About this task:
Write out only the lines running from the one that contains "find house roof" to the end of the material, both ends included.

The records:
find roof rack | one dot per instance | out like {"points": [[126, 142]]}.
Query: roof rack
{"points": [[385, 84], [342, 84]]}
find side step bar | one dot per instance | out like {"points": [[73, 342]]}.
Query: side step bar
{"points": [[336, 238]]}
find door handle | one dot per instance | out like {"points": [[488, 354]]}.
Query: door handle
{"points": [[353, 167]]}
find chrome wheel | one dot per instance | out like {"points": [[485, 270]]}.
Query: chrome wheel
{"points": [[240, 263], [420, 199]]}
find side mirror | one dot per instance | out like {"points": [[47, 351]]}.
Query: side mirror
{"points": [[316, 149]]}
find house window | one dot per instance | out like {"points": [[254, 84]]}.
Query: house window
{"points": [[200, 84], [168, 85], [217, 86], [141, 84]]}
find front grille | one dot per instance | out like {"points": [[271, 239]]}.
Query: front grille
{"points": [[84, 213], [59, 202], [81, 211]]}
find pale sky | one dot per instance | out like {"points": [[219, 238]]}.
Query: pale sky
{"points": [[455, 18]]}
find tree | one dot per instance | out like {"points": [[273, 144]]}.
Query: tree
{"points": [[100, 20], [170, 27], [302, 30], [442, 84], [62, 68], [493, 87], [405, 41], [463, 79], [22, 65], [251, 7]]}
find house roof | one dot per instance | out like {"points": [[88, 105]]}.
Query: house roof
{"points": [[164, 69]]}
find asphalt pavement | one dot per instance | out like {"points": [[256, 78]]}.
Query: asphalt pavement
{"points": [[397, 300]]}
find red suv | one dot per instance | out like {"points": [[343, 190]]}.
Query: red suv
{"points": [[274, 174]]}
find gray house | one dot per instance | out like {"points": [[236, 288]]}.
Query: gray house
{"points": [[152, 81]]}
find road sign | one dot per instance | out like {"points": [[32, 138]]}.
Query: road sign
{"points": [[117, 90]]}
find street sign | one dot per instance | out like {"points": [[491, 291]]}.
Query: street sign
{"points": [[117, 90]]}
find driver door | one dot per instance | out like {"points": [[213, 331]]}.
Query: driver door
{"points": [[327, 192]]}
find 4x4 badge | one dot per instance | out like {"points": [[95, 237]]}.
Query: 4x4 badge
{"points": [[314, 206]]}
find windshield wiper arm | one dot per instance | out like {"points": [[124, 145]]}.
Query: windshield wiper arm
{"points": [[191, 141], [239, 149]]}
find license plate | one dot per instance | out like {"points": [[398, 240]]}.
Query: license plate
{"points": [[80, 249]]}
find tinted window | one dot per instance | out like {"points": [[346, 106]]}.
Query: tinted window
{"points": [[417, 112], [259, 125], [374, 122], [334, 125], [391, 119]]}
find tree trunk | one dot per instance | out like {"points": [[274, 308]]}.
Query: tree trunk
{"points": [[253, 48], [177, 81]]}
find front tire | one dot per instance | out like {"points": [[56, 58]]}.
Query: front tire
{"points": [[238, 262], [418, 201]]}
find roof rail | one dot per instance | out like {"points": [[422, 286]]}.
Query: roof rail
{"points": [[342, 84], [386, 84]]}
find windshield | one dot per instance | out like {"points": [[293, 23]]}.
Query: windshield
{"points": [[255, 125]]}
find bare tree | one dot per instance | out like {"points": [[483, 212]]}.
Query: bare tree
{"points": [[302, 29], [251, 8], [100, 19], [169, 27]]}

Answer box:
find house roof | one dot per instance | out like {"points": [[88, 105]]}.
Query: house roof
{"points": [[164, 69]]}
find asphalt pavement | one dot per instance | out like {"points": [[256, 78]]}.
Query: asphalt pavement
{"points": [[397, 300]]}
find red suv | one dot per instance | out like {"points": [[343, 190]]}.
Query: red suv
{"points": [[274, 174]]}
find gray house | one dot per instance | out like {"points": [[236, 288]]}.
Query: gray house
{"points": [[152, 81]]}
find road sign | one dot per instance | out like {"points": [[32, 138]]}.
Query: road sign
{"points": [[117, 90]]}
find street sign | one dot per instance | out like {"points": [[491, 291]]}.
Query: street sign
{"points": [[117, 90]]}
find driver door | one dot per instance | out like {"points": [[213, 331]]}.
Query: driver door
{"points": [[327, 192]]}
find 4x4 badge | one dot per instance | out like {"points": [[95, 237]]}.
Query: 4x4 badge
{"points": [[314, 206]]}
find windshield wiper arm | one dot per instance | out like {"points": [[124, 145]]}.
Query: windshield wiper arm
{"points": [[191, 141], [239, 149]]}
find license plate | one dot per instance | out like {"points": [[398, 240]]}.
Query: license plate
{"points": [[80, 249]]}
find tinted window | one dot per instance | out like {"points": [[346, 106]]}.
Query: tinted window
{"points": [[417, 112], [259, 125], [374, 122], [334, 125], [391, 119]]}
find tree trunk | one dot per instance | out like {"points": [[274, 308]]}.
Query: tree trunk
{"points": [[253, 48], [177, 81]]}
find front tire | one dot per instance | out like {"points": [[56, 58]]}.
Query: front tire
{"points": [[238, 262], [418, 201]]}
find roof rail | one dot per instance | out like {"points": [[422, 286]]}.
Query: roof rail
{"points": [[342, 84], [386, 84]]}
find windshield | one dot per instance | out like {"points": [[293, 23]]}.
Query: windshield
{"points": [[255, 125]]}
find bare tree | one dot per instance | out like {"points": [[483, 212]]}.
Query: bare tree
{"points": [[302, 29], [251, 8], [100, 19], [169, 27]]}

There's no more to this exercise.